## START

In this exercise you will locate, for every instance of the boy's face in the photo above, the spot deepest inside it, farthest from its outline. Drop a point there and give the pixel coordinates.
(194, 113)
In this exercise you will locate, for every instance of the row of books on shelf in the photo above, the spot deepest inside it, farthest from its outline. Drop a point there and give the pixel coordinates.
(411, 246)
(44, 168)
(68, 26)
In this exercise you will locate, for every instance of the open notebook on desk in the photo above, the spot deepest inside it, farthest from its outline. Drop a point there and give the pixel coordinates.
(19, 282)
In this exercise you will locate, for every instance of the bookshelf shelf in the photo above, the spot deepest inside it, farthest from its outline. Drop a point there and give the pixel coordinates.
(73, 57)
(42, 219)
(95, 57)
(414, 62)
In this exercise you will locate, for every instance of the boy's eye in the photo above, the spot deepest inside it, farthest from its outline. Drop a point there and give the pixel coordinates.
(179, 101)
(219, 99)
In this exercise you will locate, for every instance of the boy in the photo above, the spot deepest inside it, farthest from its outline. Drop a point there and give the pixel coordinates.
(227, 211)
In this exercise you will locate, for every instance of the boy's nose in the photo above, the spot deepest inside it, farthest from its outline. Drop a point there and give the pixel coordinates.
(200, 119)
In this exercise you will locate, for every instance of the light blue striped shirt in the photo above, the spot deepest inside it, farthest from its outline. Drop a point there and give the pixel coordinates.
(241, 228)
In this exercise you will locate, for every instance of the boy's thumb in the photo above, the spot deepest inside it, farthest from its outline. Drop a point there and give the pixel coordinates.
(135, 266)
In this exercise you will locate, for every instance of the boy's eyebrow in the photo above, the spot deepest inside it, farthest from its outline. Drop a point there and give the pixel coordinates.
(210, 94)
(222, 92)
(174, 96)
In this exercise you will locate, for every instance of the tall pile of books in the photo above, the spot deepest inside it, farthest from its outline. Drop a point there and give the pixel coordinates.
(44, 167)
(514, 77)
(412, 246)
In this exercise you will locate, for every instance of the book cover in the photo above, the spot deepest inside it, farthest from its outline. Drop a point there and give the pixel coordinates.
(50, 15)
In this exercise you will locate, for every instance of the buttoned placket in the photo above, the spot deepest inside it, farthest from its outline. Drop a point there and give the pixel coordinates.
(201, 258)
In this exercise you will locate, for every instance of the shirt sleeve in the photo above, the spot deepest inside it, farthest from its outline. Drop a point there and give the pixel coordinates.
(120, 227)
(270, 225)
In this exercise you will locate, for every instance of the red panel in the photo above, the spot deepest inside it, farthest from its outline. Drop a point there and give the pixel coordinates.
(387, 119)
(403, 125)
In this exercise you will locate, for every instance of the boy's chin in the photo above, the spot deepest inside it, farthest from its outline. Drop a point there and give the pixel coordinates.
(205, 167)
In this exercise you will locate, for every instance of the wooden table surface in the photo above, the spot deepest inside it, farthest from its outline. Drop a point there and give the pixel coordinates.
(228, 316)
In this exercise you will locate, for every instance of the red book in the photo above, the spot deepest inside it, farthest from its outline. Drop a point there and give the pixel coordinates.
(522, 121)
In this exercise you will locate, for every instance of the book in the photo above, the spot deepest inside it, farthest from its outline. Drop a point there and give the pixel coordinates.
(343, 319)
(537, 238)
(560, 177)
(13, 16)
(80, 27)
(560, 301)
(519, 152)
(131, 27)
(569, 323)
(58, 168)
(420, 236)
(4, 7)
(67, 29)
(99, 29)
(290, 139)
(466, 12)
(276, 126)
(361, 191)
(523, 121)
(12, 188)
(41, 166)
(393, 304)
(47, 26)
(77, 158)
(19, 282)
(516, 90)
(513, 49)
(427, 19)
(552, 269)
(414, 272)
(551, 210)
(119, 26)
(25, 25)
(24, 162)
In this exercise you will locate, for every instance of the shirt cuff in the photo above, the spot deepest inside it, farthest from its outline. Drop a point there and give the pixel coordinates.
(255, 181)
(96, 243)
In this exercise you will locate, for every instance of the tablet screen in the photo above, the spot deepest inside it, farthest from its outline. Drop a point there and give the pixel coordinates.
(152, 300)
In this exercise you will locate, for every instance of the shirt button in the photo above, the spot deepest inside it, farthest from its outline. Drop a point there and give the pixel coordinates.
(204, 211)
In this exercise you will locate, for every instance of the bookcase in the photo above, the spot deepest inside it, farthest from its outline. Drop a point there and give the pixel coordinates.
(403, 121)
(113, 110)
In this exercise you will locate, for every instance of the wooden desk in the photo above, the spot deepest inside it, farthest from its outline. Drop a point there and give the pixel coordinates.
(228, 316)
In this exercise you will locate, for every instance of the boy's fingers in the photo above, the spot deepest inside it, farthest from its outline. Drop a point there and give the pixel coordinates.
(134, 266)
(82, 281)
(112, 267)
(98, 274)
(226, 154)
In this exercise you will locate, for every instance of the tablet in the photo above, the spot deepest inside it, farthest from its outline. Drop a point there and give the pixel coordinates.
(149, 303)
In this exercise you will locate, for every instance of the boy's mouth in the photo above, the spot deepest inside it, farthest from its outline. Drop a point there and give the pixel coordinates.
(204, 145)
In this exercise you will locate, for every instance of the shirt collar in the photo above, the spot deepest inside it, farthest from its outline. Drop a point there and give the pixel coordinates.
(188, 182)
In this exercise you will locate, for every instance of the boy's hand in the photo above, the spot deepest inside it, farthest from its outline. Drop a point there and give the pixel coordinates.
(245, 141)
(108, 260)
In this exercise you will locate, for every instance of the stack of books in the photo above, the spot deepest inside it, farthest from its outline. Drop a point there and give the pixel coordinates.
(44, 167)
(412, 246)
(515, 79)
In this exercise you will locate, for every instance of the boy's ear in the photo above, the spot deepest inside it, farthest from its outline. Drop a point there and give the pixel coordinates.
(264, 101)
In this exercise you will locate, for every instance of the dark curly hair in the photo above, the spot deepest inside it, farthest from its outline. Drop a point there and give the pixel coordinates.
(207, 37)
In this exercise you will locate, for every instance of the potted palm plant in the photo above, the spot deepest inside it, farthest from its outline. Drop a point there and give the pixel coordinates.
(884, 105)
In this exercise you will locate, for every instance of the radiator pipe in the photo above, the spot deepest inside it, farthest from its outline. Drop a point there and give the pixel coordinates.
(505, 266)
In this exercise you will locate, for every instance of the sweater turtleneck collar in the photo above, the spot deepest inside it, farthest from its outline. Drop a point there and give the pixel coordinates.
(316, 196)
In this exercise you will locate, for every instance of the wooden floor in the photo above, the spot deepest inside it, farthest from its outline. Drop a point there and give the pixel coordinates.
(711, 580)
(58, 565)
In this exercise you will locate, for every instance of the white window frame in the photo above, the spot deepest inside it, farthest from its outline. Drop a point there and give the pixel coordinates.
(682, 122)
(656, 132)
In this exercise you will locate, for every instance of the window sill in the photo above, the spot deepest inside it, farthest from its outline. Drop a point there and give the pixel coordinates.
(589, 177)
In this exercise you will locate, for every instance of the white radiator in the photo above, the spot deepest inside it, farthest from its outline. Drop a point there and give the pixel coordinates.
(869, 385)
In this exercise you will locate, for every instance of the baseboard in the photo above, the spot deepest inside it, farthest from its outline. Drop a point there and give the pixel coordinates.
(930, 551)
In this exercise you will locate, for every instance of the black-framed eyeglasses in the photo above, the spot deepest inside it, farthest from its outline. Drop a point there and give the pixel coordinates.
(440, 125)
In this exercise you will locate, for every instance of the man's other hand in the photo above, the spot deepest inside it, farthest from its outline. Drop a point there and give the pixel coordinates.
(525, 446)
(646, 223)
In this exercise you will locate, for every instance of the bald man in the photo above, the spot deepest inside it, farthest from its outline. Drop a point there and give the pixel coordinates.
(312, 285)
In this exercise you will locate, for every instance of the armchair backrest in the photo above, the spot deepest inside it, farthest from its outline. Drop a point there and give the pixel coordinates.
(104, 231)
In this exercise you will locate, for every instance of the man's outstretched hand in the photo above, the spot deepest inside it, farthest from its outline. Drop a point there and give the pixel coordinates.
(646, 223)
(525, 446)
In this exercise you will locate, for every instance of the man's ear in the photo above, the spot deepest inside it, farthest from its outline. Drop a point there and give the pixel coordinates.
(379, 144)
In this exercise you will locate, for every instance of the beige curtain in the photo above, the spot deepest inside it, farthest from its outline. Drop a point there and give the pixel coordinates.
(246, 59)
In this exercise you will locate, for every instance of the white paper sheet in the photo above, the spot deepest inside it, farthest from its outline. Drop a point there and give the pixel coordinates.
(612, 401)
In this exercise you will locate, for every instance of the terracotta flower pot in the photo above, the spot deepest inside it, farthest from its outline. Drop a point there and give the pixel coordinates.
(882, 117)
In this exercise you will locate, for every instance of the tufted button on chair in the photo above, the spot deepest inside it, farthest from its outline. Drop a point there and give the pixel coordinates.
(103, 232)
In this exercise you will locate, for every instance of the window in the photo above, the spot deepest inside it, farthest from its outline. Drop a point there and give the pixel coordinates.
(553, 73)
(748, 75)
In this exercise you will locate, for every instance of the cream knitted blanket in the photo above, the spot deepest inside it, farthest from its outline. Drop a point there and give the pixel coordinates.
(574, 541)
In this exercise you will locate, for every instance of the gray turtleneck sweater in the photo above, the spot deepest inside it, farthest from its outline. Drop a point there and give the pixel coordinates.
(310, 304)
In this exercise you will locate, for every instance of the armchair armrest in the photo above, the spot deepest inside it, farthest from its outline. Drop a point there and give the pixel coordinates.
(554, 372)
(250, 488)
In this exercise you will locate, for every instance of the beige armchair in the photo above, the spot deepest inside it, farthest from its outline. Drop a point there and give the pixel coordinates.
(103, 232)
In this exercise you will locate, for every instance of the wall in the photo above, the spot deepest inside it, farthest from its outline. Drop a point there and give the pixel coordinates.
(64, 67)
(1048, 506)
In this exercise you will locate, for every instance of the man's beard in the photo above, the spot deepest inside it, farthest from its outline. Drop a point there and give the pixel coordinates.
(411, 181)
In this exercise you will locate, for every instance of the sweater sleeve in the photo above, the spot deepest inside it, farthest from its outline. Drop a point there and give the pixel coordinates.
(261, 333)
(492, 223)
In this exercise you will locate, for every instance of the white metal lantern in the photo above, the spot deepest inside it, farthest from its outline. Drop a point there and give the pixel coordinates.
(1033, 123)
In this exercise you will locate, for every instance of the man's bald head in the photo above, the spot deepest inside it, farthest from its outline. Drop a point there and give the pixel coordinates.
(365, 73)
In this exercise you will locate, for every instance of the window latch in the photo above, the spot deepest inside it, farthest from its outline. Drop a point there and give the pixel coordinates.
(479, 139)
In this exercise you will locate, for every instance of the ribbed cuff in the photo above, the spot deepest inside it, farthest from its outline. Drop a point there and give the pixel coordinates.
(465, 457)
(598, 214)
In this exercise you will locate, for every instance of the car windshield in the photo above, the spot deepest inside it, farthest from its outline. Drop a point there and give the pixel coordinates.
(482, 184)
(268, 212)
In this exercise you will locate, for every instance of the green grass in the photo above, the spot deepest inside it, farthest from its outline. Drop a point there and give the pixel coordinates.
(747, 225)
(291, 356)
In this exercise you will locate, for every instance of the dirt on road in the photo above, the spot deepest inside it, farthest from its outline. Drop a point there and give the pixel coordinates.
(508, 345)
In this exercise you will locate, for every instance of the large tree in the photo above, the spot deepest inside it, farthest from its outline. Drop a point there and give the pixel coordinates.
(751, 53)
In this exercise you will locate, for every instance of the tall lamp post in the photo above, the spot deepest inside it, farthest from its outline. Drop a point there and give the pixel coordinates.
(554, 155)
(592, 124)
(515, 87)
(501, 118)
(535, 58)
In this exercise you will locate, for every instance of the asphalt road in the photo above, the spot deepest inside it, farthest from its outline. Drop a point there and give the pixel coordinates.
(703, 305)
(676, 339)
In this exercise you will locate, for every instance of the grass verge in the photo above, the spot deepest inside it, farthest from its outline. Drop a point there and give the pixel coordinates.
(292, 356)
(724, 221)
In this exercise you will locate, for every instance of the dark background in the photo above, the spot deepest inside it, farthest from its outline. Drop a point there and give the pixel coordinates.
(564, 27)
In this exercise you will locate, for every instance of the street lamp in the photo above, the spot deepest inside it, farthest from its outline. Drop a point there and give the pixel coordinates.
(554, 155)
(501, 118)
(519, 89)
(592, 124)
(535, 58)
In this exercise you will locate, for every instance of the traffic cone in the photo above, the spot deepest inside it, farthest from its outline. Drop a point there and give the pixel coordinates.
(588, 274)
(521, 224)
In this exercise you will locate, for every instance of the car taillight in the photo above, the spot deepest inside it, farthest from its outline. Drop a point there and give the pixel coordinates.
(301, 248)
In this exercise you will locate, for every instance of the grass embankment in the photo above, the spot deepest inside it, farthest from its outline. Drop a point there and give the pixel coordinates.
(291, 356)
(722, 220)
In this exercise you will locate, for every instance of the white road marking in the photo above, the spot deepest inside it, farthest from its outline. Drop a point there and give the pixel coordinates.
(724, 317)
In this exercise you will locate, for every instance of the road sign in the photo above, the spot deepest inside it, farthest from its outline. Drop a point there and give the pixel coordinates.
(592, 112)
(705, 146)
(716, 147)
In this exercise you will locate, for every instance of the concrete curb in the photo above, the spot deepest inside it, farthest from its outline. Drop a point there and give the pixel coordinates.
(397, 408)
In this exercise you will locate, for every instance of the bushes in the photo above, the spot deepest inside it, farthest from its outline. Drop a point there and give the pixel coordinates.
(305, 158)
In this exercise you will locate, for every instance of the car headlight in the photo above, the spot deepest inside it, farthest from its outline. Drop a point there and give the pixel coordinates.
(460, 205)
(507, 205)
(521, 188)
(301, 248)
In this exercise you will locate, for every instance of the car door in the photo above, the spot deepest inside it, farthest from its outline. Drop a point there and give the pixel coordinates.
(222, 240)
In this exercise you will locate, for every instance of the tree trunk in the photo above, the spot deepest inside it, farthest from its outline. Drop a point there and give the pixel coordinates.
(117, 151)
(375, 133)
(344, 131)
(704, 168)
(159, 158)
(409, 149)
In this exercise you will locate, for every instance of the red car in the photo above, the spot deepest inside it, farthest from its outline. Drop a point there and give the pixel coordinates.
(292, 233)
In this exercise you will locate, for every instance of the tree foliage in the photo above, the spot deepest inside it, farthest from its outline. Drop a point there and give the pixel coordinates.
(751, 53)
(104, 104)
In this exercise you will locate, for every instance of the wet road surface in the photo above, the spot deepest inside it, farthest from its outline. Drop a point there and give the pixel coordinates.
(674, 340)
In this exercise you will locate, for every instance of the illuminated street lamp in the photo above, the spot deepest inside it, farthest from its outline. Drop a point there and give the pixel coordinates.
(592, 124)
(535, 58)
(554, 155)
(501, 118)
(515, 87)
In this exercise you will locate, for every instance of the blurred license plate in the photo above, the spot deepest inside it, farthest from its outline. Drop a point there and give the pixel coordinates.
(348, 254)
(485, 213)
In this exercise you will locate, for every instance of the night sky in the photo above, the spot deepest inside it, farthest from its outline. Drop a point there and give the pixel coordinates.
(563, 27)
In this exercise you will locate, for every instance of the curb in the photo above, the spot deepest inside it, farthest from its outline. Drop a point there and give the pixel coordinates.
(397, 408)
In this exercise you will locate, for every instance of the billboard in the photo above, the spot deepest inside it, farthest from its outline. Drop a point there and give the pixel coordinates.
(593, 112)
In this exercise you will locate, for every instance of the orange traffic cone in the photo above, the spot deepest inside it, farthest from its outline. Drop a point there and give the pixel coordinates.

## END

--- Directive ---
Everything from the line containing "of the curb" through the final line of the listing, inclusive, must be reproduced exactly; leave out the rest.

--- Problem solution ---
In this exercise you will locate, for every instance of the curb in the photo above, the spot deepest inside it, farthest from its outline. Drop a point there and give the pixel coordinates.
(397, 408)
In this exercise you will locate, for every instance of the billboard in the photo above, the spot deepest inside it, farthest from its outline. Drop a point there and give the pixel coordinates.
(593, 112)
In this exercise you will locate, for every instance of the orange traffic cone in the photo above, the spot deepest inside it, farthest from its outline. Drop a point there and give the pixel coordinates.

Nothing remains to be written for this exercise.